▶ **Задание A**: Отредактируй листинг, начиная с его первой строки и заканчивая строкой с «460, 307, 650, 376» включительно: замени «woman in headscarf» на «woman in shawl», остальное оставь без изменений, а изображения в ответ не включай.

---- Отрывок со страницы

И что обидно — ведь не замечаешь за собой ржу. Это я теперь умный стал. Замахал после драки кулаками. А тогда… Ку-уда там!
Словом, торопились мы на буровую. Везли на самоходной барже кое-какой инструмент для испытания скважины. Времени — середина лета, только-только спад воды на Казыме начался.
Вы наши реки знаете: сплошные кружева. Плывешь, плывешь, а все около одного дерева. Весной я уж ездил на буровую, мы, спасибо паводку, кое-где срезали уголки. Вот и сейчас того же захотел, командую судоводителю: давай в эту протоку. Нельзя, отвечает, с фарватера собъемся. Чудак-человек, говорю, сейчас всюду фарватер. А он свое: не могу. А я свое: приказываю, под личную мою ответственность. Долго ли, коротко ли разговоры городили — выполнил судоводитель приказание.
И сходу на мель напоролся. Кто его знает, может, и нарочно, со зла. Во всяком случае, чего только не пробовали: и грунт подмывали, и шестами отталкивались — ни с места.
Совсем из сил вымучились. А тут ночь подоспела. Решил дать людям передышку. Мол, утро вечера мудренее.
Да му-удрое было то утро, куда мудрей. Проснулся чуть свет, вышел на палубу. И глазам своим не поверил: ушла вода! Где-то в стороне бежит речушка, а под нами прошлогодняя трава, водоросли зацепились и земля сырая-сырая. Но ведь земля, черт возьми! А на ней наша баржонка заблудшая. Так сказать, по суше плавает.
Два месяца возились. И это в самую горячую пору, когда на всю зиму грузы завозить надо. Все было: и смешки, и крупные разговоры. Опять-таки, начальство вниманием не обделяло… А потом меня… (Михаил сделал выразительное движение коленкой).

--------
---- Исходные данные

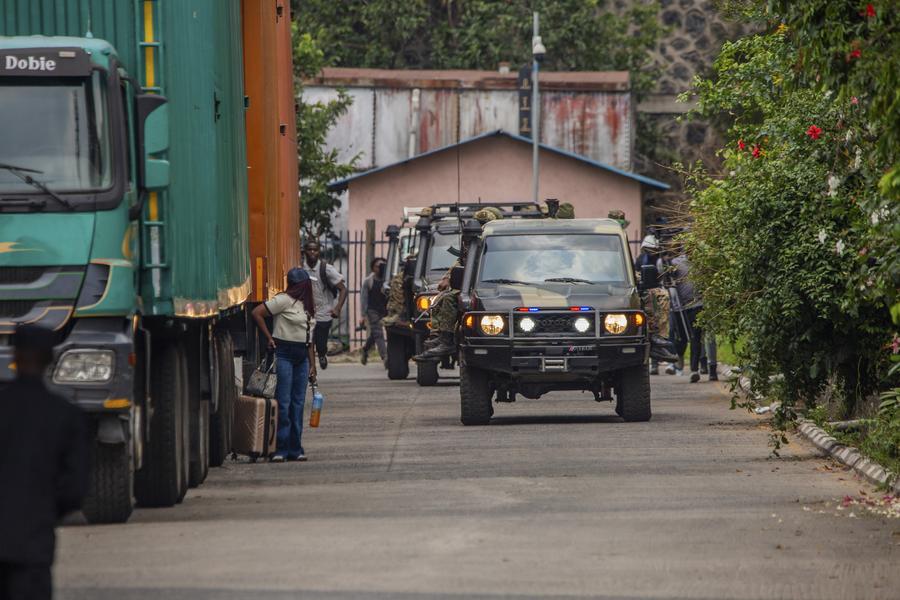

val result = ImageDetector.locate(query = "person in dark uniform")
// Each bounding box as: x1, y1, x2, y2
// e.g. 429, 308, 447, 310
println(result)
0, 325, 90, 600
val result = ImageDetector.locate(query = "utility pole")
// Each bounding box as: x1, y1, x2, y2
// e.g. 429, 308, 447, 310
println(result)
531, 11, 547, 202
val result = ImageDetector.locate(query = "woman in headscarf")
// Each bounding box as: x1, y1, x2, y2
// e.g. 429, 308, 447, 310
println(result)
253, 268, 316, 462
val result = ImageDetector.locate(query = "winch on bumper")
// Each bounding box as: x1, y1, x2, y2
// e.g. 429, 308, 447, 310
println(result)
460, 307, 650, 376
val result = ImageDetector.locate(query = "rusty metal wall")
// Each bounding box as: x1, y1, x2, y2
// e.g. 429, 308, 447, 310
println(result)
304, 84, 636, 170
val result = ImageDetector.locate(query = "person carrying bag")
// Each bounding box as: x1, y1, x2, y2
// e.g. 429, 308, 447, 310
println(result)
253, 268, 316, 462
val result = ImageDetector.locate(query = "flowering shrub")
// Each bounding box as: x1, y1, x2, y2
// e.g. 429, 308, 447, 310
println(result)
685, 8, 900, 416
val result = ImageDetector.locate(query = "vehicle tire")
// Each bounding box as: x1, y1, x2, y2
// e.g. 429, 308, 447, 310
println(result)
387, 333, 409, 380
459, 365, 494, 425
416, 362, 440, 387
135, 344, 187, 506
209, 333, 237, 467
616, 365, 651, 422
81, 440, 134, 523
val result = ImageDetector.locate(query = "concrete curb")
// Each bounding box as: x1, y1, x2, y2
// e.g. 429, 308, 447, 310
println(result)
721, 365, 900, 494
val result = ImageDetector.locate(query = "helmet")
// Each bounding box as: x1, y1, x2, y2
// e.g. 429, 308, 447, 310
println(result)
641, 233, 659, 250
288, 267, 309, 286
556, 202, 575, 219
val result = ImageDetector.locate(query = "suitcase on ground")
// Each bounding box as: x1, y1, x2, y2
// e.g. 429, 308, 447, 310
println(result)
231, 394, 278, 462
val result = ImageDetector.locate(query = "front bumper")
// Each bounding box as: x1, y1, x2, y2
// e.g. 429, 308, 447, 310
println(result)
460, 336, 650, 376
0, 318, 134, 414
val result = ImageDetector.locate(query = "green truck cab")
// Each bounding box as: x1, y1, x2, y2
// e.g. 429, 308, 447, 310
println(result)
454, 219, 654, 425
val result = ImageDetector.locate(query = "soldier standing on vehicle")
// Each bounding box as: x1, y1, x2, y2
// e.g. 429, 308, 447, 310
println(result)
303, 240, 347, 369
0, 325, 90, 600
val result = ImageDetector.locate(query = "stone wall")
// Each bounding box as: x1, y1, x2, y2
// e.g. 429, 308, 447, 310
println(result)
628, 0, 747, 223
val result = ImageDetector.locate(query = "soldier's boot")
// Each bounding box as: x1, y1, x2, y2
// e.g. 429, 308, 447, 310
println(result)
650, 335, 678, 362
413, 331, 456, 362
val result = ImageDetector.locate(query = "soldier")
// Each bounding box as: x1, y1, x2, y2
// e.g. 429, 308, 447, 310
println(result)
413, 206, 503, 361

--------

▶ **Задание B**: Что везли на самоходной барже в отрывке о поездке на буровую?

▶ **Итоговый ответ A**:
val result = ImageDetector.locate(query = "person in dark uniform")
// Each bounding box as: x1, y1, x2, y2
// e.g. 429, 308, 447, 310
println(result)
0, 325, 90, 600
val result = ImageDetector.locate(query = "utility pole")
// Each bounding box as: x1, y1, x2, y2
// e.g. 429, 308, 447, 310
println(result)
531, 11, 547, 202
val result = ImageDetector.locate(query = "woman in shawl")
// Each bounding box as: x1, y1, x2, y2
// e.g. 429, 308, 447, 310
println(result)
253, 268, 316, 462
val result = ImageDetector.locate(query = "winch on bumper")
// Each bounding box as: x1, y1, x2, y2
// e.g. 429, 308, 447, 310
println(result)
460, 307, 650, 376

▶ **Итоговый ответ B**: Кое-какой инструмент для испытания скважины.